** Opening RECORD EXTRACTS block **

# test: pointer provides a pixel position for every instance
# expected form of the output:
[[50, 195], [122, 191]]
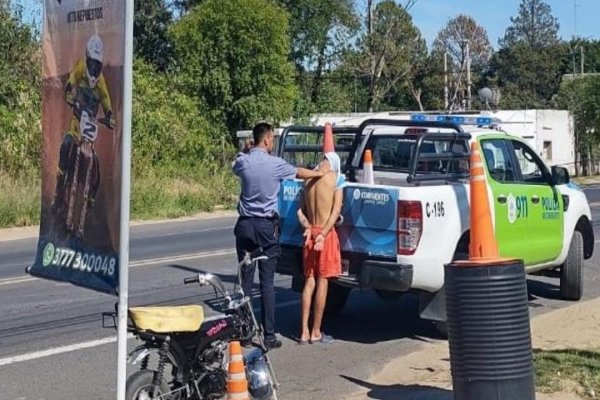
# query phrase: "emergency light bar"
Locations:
[[456, 119]]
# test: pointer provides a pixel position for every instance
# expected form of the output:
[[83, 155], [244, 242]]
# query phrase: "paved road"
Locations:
[[52, 345]]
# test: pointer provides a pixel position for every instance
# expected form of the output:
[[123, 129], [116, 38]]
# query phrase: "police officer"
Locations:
[[258, 224]]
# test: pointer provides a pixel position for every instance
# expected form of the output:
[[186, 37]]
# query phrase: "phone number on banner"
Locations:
[[78, 261]]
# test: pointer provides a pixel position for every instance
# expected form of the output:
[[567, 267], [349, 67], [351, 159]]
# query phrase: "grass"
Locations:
[[19, 200], [155, 195], [558, 369]]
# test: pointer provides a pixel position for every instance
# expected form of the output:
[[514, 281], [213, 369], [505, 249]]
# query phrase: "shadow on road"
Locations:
[[367, 319], [540, 288], [401, 392]]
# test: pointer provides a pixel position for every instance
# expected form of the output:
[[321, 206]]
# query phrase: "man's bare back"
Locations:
[[319, 198]]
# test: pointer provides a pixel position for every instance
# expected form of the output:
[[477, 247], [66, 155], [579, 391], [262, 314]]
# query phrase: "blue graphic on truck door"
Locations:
[[369, 219]]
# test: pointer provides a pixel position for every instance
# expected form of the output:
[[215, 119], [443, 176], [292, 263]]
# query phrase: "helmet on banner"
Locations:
[[94, 54]]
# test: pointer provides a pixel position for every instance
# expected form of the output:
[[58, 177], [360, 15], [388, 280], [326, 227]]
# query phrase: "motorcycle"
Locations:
[[189, 355], [83, 173]]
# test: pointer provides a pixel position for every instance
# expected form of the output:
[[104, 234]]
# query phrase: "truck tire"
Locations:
[[571, 272], [336, 298]]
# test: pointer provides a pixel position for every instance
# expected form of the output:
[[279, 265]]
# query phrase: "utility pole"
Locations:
[[468, 77], [582, 58], [446, 80]]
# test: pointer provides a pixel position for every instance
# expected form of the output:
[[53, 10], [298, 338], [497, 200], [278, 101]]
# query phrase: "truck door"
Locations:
[[508, 198], [544, 209]]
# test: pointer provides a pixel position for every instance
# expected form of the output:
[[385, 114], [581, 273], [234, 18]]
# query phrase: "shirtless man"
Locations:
[[320, 206]]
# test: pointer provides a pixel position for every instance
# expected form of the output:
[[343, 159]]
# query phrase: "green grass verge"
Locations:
[[19, 200], [557, 369], [154, 195]]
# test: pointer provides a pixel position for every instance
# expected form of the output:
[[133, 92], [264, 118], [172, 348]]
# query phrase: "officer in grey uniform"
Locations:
[[258, 224]]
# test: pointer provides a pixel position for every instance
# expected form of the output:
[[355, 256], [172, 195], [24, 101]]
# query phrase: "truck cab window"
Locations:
[[532, 168], [498, 160]]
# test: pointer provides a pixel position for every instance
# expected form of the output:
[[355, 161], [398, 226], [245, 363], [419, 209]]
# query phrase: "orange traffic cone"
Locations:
[[237, 385], [368, 168], [483, 246], [328, 144]]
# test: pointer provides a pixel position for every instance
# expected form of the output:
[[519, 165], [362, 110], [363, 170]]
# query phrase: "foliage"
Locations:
[[530, 62], [534, 25], [20, 86], [233, 56], [151, 25], [320, 31], [581, 367], [390, 53]]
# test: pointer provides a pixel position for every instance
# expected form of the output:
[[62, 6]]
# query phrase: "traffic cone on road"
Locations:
[[328, 144], [483, 246], [368, 169], [237, 385]]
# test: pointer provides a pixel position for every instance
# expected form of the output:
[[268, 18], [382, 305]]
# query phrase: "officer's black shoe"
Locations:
[[273, 343]]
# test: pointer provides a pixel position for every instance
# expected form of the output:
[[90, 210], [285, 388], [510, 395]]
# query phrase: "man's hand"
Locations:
[[319, 242], [248, 144], [307, 236]]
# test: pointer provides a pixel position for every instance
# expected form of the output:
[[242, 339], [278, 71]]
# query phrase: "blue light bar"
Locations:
[[455, 119]]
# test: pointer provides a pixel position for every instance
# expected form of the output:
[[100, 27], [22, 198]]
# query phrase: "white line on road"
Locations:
[[137, 264], [87, 345]]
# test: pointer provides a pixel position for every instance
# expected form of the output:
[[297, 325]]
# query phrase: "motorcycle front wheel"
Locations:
[[139, 387]]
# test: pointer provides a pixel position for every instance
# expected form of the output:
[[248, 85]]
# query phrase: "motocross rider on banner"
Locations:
[[85, 90]]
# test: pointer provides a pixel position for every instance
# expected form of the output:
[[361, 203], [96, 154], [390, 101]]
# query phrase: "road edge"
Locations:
[[28, 232]]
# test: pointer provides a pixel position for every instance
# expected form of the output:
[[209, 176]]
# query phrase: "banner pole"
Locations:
[[125, 195]]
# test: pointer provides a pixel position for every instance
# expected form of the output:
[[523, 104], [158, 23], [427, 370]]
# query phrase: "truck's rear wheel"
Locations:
[[337, 295], [571, 273]]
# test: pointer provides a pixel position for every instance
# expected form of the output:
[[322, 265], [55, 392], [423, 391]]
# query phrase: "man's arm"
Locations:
[[304, 173], [303, 220], [336, 209]]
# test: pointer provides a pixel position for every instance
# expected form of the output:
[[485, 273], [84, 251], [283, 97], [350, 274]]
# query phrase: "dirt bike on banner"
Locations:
[[82, 177]]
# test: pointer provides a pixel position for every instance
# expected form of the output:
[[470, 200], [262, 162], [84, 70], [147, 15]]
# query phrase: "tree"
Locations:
[[534, 25], [151, 27], [320, 31], [233, 56], [468, 48], [530, 62], [388, 55]]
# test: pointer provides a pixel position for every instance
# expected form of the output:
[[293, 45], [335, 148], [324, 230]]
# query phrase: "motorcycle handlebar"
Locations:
[[192, 279]]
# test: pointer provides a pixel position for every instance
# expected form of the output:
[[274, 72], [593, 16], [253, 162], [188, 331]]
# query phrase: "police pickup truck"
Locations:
[[397, 234]]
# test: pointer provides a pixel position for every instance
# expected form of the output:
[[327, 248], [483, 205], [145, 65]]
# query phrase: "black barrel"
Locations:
[[489, 332]]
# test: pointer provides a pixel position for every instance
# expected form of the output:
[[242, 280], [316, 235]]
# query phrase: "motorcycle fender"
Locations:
[[141, 352]]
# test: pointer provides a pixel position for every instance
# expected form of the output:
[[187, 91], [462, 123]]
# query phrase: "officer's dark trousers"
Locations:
[[251, 233]]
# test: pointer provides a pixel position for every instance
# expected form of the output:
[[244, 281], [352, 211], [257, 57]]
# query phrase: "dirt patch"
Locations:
[[425, 374]]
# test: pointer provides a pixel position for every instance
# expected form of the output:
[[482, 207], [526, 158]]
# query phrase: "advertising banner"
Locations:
[[83, 74]]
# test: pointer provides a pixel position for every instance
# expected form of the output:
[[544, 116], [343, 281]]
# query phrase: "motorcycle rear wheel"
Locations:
[[139, 386]]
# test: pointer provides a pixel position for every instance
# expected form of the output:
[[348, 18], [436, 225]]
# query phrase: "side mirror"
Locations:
[[560, 176]]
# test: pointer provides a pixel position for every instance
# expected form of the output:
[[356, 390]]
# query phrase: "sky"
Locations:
[[494, 15]]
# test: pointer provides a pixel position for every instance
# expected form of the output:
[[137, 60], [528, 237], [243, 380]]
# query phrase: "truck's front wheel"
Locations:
[[337, 295], [571, 276]]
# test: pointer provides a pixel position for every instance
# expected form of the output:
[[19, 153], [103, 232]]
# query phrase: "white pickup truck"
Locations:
[[397, 235]]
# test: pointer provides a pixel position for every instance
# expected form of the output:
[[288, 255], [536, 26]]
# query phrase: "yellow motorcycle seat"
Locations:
[[168, 319]]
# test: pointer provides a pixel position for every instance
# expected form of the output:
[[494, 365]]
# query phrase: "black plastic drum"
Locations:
[[489, 332]]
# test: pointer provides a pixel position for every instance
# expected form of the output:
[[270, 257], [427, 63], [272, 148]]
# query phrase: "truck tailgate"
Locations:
[[369, 218]]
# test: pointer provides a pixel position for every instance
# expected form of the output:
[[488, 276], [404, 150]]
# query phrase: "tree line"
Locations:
[[229, 63]]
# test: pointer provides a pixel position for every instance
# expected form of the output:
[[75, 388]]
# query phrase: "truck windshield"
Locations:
[[395, 153], [304, 149]]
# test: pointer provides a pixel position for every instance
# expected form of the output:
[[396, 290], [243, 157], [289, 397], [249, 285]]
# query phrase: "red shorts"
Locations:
[[326, 263]]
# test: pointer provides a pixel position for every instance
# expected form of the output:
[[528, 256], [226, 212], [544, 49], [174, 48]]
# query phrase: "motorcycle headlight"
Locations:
[[259, 382]]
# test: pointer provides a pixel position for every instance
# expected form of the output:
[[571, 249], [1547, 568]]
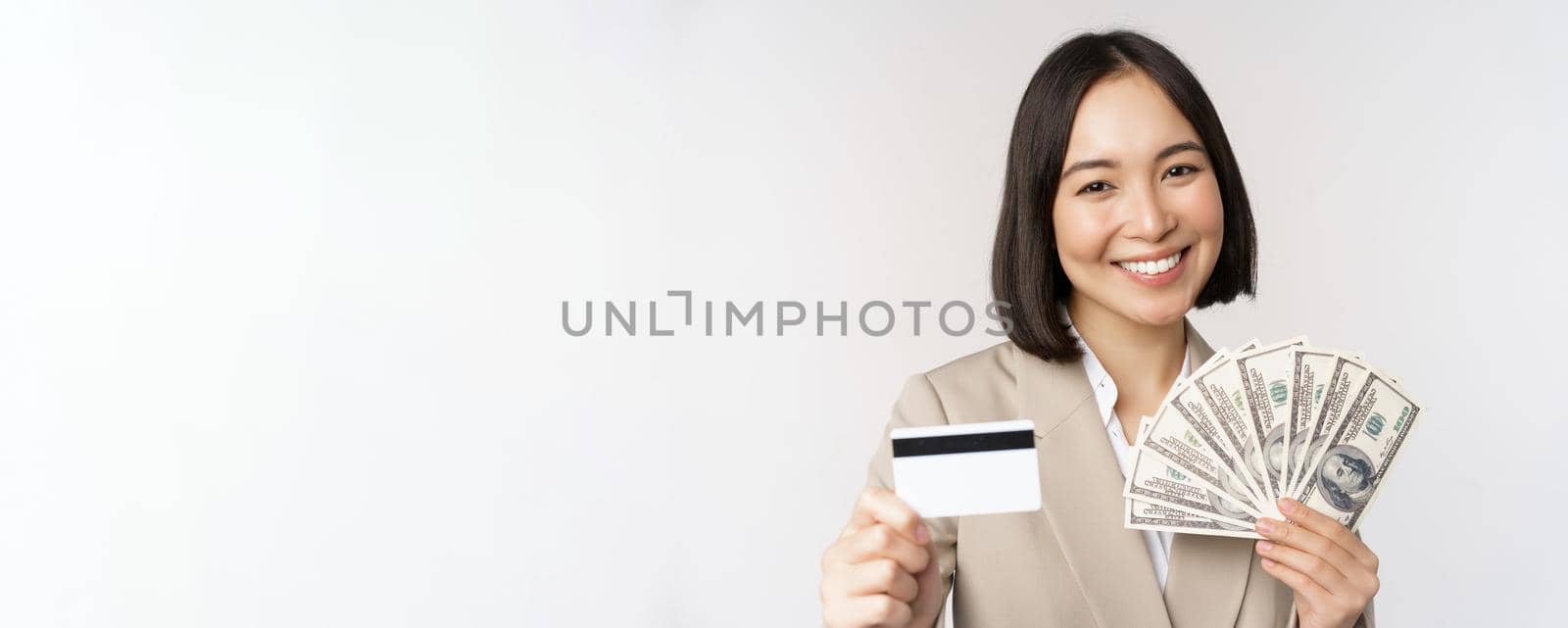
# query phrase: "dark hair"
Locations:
[[1026, 269]]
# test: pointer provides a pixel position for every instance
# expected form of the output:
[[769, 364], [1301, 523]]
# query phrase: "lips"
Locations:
[[1152, 266]]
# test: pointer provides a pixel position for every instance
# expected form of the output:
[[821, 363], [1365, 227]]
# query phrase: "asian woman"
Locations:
[[1123, 210]]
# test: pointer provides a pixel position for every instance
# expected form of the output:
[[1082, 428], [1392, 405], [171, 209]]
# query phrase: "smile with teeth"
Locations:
[[1156, 266]]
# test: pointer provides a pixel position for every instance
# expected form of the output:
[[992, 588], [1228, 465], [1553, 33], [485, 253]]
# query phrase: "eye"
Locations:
[[1095, 188]]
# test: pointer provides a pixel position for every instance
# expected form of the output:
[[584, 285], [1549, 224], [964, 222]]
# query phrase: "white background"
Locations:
[[281, 282]]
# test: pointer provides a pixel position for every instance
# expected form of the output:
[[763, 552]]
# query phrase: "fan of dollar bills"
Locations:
[[1261, 423]]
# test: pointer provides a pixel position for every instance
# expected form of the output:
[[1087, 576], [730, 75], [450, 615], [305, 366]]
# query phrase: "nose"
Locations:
[[1149, 219]]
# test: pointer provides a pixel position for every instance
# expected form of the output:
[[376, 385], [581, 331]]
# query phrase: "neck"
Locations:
[[1137, 356]]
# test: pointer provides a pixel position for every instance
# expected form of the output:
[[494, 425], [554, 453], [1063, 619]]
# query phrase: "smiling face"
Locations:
[[1139, 217]]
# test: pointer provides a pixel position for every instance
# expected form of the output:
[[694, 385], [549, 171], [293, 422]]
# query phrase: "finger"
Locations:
[[882, 542], [878, 505], [878, 611], [1329, 528], [1322, 572], [880, 577], [1298, 581], [1309, 542]]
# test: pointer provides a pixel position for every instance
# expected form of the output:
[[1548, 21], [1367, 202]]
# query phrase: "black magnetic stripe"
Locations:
[[961, 444]]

** Closing RECORD EXTRACTS block **

▶ [WHAT IS EXPECTED]: Filter the listing by the string "front"; copy each matching line.

▶ [ANSWER BOX]:
# query phrase: "motorcycle front wheel"
# query phrase: "truck's front wheel"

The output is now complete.